**Problem details**
Retype all of the entries word for word.

**Available data**
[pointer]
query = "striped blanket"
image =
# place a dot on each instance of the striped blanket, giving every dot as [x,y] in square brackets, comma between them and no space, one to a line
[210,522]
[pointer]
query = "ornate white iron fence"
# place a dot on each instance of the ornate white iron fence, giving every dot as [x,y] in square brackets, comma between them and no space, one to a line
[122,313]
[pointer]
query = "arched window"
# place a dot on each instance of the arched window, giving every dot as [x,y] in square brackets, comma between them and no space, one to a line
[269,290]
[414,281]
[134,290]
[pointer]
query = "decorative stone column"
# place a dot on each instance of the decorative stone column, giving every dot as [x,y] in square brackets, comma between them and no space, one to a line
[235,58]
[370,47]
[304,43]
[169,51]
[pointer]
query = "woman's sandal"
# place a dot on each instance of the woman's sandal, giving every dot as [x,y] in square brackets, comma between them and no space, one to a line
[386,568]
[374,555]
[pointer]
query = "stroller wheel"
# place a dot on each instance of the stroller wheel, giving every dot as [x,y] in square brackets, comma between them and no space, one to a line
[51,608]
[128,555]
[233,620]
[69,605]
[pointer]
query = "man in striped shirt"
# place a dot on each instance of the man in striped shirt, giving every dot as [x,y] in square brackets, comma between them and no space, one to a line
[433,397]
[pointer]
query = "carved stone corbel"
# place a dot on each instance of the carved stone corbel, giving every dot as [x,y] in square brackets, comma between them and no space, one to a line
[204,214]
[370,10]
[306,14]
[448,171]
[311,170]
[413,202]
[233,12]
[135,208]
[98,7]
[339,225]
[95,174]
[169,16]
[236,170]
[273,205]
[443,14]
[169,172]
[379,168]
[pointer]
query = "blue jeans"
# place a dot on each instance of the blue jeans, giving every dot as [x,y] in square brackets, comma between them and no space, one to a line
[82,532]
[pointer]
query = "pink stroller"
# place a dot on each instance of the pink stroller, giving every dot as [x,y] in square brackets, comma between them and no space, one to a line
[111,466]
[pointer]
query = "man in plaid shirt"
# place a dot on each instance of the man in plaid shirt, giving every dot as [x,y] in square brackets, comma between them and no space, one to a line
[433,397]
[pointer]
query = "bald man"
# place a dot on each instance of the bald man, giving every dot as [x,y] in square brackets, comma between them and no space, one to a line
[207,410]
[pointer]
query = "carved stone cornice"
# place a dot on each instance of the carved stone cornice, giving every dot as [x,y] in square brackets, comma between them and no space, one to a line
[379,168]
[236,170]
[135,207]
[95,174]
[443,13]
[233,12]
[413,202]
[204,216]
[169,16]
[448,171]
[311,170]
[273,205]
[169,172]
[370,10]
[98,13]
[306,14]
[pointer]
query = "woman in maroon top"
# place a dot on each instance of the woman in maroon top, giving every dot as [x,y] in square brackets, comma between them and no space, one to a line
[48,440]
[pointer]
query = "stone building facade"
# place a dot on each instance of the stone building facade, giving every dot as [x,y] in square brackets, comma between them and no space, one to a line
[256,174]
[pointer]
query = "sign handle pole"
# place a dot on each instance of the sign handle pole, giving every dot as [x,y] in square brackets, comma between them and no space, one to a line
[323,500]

**Expected answer**
[pointer]
query = "striped blanket"
image =
# place a dot on each instance of the striped blanket, giving every dot as [x,y] in square brackets, comma between them and no space, one to a line
[210,522]
[pointer]
query = "ornate white iron fence"
# place a dot on each instance of the ornate white iron fence, giving every dot as [x,y] in square brackets, comma between them and no space, one to a line
[122,313]
[pointer]
query = "arched window"
# place a dot on each instance of the arched window, giving every dot as [x,y] in square brackets, comma between them and no space, one to a line
[269,290]
[414,281]
[134,290]
[pointer]
query = "decorative stone column"
# place a dot on each instance of the decorative stone column, giving every dot as [x,y] in square brackets, comma between them and no space, one to a line
[235,58]
[370,47]
[304,43]
[169,51]
[pointer]
query = "woman's sandal"
# place a dot on each instance of the woman's sandal, giving every dot as [x,y] in square brackets, comma between them and no space, one to a line
[386,568]
[374,555]
[pointer]
query = "stroller wheel"
# place a dot on each instance of the stroller wheel, giving every dot as [x,y] in square brackets, comma between them and no space, one to a line
[51,608]
[128,555]
[233,620]
[69,605]
[pointer]
query = "man in striped shirt"
# place a dot on each instance of the man in striped shirt, giving every dot as [x,y] in square brackets, comma between them and no space, one to a line
[433,397]
[pointer]
query = "carved stone corbel"
# place a dot on each instance of the carved stone corbel, giving every dot as [x,y] in square brackets, comma between them and no space, one to a line
[204,214]
[370,10]
[306,14]
[448,171]
[311,170]
[413,202]
[233,12]
[135,208]
[98,7]
[339,225]
[95,174]
[169,16]
[236,170]
[273,205]
[443,14]
[169,172]
[379,168]
[pointer]
query = "blue jeans"
# place a dot on each instance of the blue jeans, giving every dot as [x,y] in square brackets, comma between them and no space, one to a line
[82,532]
[pointer]
query = "pink stroller"
# place a dot on each instance of the pink stroller, giving every dot as [x,y] in square brackets, comma between them and no space, one to a line
[111,466]
[pointer]
query = "man in plaid shirt"
# place a dot on each instance of the man in plaid shirt, giving every dot as [x,y] in square brackets, comma between them and no space, one to a line
[433,397]
[pointer]
query = "bald man"
# place a dot on each instance of the bald man, giving every dot as [x,y] in square brackets, comma between them and no space, one to a line
[207,410]
[pointer]
query = "carved stone cornice"
# place a dot on each instance of the carved stone cornice, giving every dot as [x,y] in square brackets, comma between them and no space, one to a line
[379,168]
[236,170]
[135,207]
[95,174]
[443,13]
[233,12]
[413,202]
[204,216]
[169,16]
[448,171]
[311,170]
[273,205]
[169,172]
[370,10]
[98,13]
[306,14]
[pointer]
query = "woman in maroon top"
# place a dot on each instance of the woman in maroon top, giving every dot as [x,y] in square brackets, comma between them and no space, one to a line
[48,440]
[pointer]
query = "stone building facade"
# place a dot on each instance of the stone building facade, giving every dot as [x,y] in square brackets, comma between them and no space, one to a line
[256,174]
[pointer]
query = "sign handle pole"
# place a dot on each instance of the sign handle pole, giving every dot as [x,y] in square brackets, comma between them and no space, one to a line
[323,500]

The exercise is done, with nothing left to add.